(Selected extract Opens)

World leaders are looking at vacated office buildings and shuttered retail shops and seeing one thing: housing.
The coronavirus pandemic has caused many commercial spaces to empty out, either as a precaution for the safety of workers or as the result of going out of business. Top officials are hoping these spaces can be adaptively reused.
In the U.S., Housing and Urban Development Secretary Ben Carson says that as people abandon offices to work from home, the vacant space could be adapted to address housing shortages. “That’s going to free up a lot of commercial space, which can be converted to affordable housing to take some of the pressure off,” he told Fox Business in late June. “Virtually all of the major cities have significant spaces that can be used, and we’re encouraging [city officials] in their planning now . . . to begin to take this into consideration.”
A week later, U.K. prime minister Boris Johnson stood at a podium decorated with the words “Build Build Build” to announce “Project Speed.” This plan, expected to come into force in September, would accelerate infrastructure projects and push through home building and conversion projects by reforming the planning and zoning process. Blaming “newt-counting delays in our system” for the slow pace of home building in the U.K., Johnson’s plan would allow most commercial spaces to convert to residential uses without a planning application.

(Selected extract Closes)
(The data Opens)

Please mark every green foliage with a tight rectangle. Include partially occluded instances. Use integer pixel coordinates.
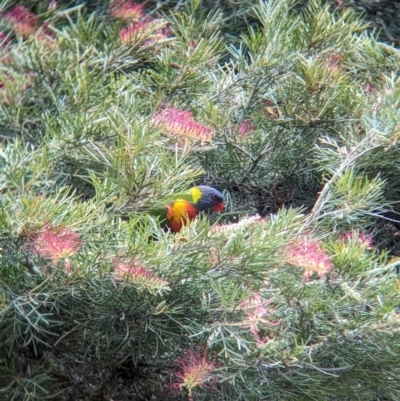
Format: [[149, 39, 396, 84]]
[[0, 0, 400, 401]]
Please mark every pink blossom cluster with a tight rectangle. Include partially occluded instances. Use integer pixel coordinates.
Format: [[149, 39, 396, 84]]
[[285, 238, 333, 281], [339, 231, 375, 249], [25, 224, 82, 273], [171, 348, 218, 400], [153, 107, 215, 142], [109, 0, 144, 21], [240, 292, 280, 346], [114, 260, 169, 292], [2, 6, 54, 39]]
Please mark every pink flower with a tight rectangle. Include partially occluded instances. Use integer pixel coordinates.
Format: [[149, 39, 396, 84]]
[[3, 6, 54, 39], [238, 121, 256, 135], [171, 348, 217, 400], [26, 224, 82, 273], [119, 19, 168, 47], [339, 231, 375, 249], [285, 238, 333, 281], [0, 32, 10, 47], [114, 260, 170, 292], [240, 292, 280, 346], [4, 6, 38, 38], [153, 107, 215, 142], [110, 0, 144, 21]]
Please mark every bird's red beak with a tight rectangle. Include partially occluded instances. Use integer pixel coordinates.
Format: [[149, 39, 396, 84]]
[[212, 202, 225, 213]]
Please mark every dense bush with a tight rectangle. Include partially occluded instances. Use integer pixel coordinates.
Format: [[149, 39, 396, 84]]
[[0, 0, 400, 401]]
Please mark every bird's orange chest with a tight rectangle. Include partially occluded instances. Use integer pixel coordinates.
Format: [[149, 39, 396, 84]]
[[166, 200, 197, 233]]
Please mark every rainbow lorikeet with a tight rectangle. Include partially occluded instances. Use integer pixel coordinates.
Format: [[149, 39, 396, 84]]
[[132, 185, 225, 233]]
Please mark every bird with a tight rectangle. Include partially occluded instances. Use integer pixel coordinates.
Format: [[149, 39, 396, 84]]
[[121, 185, 225, 233]]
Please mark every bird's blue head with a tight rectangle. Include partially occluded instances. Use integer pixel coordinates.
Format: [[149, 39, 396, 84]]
[[191, 185, 225, 212]]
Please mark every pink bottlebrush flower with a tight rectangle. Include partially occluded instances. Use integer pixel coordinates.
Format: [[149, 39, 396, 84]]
[[26, 224, 82, 273], [114, 260, 170, 292], [153, 107, 215, 142], [238, 121, 256, 136], [339, 231, 375, 249], [110, 0, 144, 21], [0, 32, 10, 47], [119, 19, 168, 47], [240, 292, 280, 346], [4, 6, 38, 38], [285, 238, 333, 281], [264, 99, 281, 120], [3, 6, 54, 40], [171, 348, 218, 400]]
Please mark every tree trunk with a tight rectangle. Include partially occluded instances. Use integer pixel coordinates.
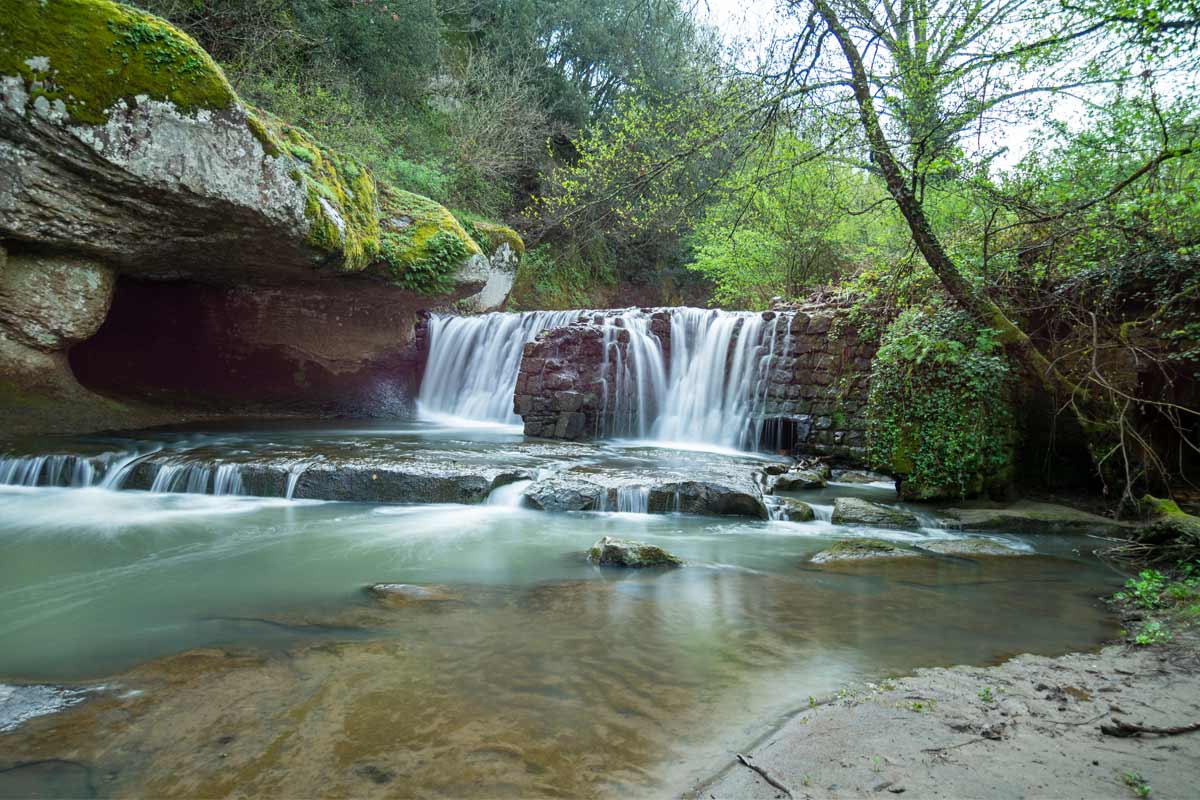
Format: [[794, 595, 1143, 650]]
[[812, 0, 1113, 492]]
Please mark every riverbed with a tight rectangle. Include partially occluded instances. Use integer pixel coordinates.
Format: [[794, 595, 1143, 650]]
[[0, 423, 1121, 796]]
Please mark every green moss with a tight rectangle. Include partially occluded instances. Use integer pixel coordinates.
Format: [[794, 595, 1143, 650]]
[[828, 539, 900, 555], [374, 187, 482, 294], [246, 107, 280, 158], [470, 221, 524, 255], [0, 0, 238, 125], [247, 109, 381, 272]]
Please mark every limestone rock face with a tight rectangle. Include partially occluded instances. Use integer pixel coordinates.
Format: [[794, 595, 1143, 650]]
[[0, 0, 487, 287], [770, 469, 826, 492], [0, 254, 114, 351], [812, 539, 919, 564], [942, 500, 1134, 536], [833, 498, 917, 528], [588, 536, 683, 567]]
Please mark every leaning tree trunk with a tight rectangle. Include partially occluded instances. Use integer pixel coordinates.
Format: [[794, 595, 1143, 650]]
[[812, 0, 1130, 494]]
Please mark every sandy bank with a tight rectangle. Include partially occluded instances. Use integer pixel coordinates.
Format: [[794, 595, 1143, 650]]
[[685, 643, 1200, 800]]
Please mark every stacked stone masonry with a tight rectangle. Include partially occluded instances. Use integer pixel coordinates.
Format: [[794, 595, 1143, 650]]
[[514, 307, 876, 464]]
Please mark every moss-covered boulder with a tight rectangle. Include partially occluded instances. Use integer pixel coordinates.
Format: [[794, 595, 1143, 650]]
[[770, 469, 826, 492], [774, 498, 816, 522], [1138, 494, 1200, 552], [588, 536, 683, 567], [832, 498, 918, 528], [0, 0, 487, 287], [812, 539, 919, 564]]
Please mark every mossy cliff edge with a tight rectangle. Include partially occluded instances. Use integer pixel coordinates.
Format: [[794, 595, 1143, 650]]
[[0, 0, 520, 291]]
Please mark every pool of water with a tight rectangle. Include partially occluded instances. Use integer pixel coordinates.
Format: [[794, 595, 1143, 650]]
[[0, 422, 1121, 798]]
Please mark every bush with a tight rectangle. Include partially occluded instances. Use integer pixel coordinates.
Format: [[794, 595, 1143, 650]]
[[868, 308, 1015, 500]]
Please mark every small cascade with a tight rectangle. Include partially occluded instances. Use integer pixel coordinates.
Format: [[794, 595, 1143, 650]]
[[283, 463, 308, 500], [598, 308, 791, 450], [418, 311, 580, 425], [762, 494, 787, 522], [0, 453, 125, 488], [484, 481, 533, 509], [617, 486, 650, 513], [419, 308, 791, 450], [150, 464, 245, 494]]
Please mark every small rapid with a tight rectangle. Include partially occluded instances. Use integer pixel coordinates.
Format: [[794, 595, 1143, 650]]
[[419, 308, 791, 451], [418, 311, 580, 425]]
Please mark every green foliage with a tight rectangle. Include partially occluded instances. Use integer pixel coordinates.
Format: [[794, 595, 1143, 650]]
[[379, 230, 470, 295], [509, 242, 616, 311], [868, 308, 1015, 500], [688, 134, 905, 309], [1121, 772, 1152, 798], [1133, 620, 1175, 648], [0, 0, 236, 125]]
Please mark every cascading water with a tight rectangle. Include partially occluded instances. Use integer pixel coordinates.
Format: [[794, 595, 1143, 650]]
[[418, 311, 580, 425], [601, 308, 787, 450], [419, 308, 791, 450]]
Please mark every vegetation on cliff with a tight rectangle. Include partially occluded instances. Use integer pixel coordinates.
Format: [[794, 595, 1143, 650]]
[[0, 0, 238, 125], [868, 308, 1016, 500]]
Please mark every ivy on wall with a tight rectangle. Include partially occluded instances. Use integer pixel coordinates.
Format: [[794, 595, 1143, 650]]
[[866, 308, 1016, 500]]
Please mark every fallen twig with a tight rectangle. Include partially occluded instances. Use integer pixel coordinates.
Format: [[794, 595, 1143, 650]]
[[738, 753, 792, 798], [1100, 717, 1200, 736], [920, 736, 986, 753]]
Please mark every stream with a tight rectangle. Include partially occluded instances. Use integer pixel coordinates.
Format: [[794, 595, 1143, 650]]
[[0, 422, 1120, 798]]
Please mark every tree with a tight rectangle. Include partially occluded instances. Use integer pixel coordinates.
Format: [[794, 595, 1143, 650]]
[[787, 0, 1182, 495]]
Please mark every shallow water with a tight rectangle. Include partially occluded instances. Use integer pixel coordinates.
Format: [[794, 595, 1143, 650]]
[[0, 429, 1120, 796]]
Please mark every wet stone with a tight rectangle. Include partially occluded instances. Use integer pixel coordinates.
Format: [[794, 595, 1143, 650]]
[[588, 536, 683, 569]]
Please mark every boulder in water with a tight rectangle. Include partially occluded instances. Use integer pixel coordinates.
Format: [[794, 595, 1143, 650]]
[[366, 583, 462, 608], [524, 476, 608, 511], [588, 536, 683, 567], [775, 498, 816, 522], [812, 539, 918, 564], [832, 469, 892, 483], [770, 469, 826, 492], [832, 498, 918, 528], [920, 539, 1026, 555]]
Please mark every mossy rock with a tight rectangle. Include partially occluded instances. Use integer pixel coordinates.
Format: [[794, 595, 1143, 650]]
[[832, 498, 918, 529], [812, 539, 918, 564], [246, 108, 381, 272], [1138, 494, 1200, 547], [588, 536, 683, 569], [0, 0, 238, 125], [372, 186, 484, 294], [470, 221, 524, 255]]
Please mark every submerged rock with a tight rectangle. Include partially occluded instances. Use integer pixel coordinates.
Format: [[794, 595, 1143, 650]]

(The data Closes)

Assignment 1> According to the article on converting empty commercial space into housing, in what month was Project Speed expected to come into force?
Assignment 2> Continue the article on converting empty commercial space into housing, starting after its last sentence.

Answer 1> September

Answer 2>
These kinds of conversions are easier said than done, says Sheila Botting, president for the Americas at the commercial real estate company Avison Young. The office buildings Carson has in mind are not great candidates for residential spaces. “They’ve got giant floor plates,” she says, meaning most of the subdivided spaces would be windowless caves. “And to go from the windows back into the core is very deep and therefore very tricky to make a conversion to residential.” She says it can be done, but only about 10% to 20% of office buildings have a small enough footprint and plumbing in the right places that they can feasibly be turned into housing. “Most of them, because of the density, because of the math and financial feasibility, it does make sense to level it to the ground and start over again with a specific design.”
Beyond physical limitations, there are also zoning challenges to deal with, according to Danielle Lewinski, vice president and director of Michigan initiatives for the Center for Community Progress, a nonprofit focused on vacant property in cities.
“The underlying zoning of some of these spaces is quite antiquated,” she says. By only allowing a single type of use—such as office space or retail—the zoning automatically precludes conversion to housing, or to mixed-use development that can meet a wider set of needs. In many municipalities, the office buildings Carson wants to convert to housing are only zoned to be office buildings—subject to rules that are set at the local level and which often require a lengthy public process to change.